SHORT TASK:
Please turn only the material from the line with "In the photo above, where can the drainage" up to and including the line with "Target: building sign board" into a numbered list, leaving out any blank lines.

EXERCISE INPUT:
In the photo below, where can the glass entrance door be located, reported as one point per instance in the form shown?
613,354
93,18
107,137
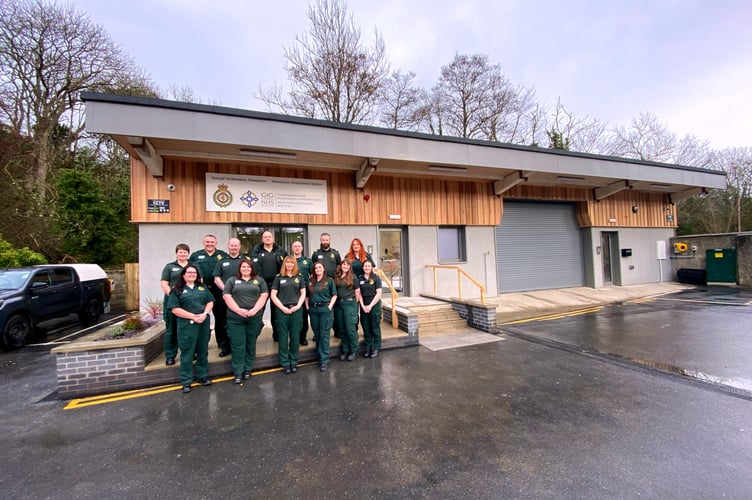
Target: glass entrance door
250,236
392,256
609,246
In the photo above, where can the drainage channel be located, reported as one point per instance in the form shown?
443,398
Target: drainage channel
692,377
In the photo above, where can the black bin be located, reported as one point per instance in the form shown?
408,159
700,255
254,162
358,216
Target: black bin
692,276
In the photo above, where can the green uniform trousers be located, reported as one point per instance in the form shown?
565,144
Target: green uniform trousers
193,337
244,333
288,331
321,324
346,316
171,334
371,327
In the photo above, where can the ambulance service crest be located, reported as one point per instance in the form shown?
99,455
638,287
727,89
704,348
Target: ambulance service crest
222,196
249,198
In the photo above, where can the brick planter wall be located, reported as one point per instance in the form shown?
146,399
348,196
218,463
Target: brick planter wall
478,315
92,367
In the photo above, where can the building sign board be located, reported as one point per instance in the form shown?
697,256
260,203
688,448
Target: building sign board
==
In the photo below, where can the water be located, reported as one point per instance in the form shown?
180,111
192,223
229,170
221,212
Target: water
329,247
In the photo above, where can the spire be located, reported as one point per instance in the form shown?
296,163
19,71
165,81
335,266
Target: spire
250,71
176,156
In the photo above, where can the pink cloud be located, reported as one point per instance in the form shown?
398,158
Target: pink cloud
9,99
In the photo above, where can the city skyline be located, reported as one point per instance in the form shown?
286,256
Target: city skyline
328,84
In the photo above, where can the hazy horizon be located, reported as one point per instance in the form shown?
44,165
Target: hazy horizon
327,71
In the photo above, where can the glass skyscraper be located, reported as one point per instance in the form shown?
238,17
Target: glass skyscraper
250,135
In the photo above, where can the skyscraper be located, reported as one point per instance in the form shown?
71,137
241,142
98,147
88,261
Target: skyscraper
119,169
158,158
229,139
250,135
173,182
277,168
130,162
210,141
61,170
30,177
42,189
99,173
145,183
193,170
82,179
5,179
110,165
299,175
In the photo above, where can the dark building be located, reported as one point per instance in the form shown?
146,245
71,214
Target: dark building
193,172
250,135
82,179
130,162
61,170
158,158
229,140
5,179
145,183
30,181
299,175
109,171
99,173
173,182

ANSWER TO THIS TASK:
1. In the photo above, where can the drainage channel be located, reported as one point per instance in the form shown?
2. 443,398
3. Target: drainage channel
4. 692,377
5. In the photo above, where can the black bin be located, reported as one point per instance in the form shown?
6. 408,159
7. 700,255
8. 254,162
9. 358,216
10. Target: black bin
11. 692,276
12. In the photo above, where can the green uniform trousers be located, reported as one point per instance in the form shown?
13. 565,144
14. Target: green uniform trousers
15. 193,337
16. 244,333
17. 288,331
18. 321,324
19. 346,316
20. 171,334
21. 371,327
22. In the photo above, where can the ambulance service crest be located, reported as one point per instance in the form shown?
23. 99,455
24. 638,287
25. 727,89
26. 704,348
27. Target: ambulance service crest
28. 222,196
29. 249,198
30. In the photo above, where can the brick planter wall be located, reported as one point per instance in the form shown?
31. 146,399
32. 348,196
33. 218,463
34. Target: brick planter wall
35. 478,315
36. 92,367
37. In the photo above, where can the building sign board be located, reported as one point per instance in the form shown?
38. 697,256
39. 260,203
40. 688,448
41. Target: building sign board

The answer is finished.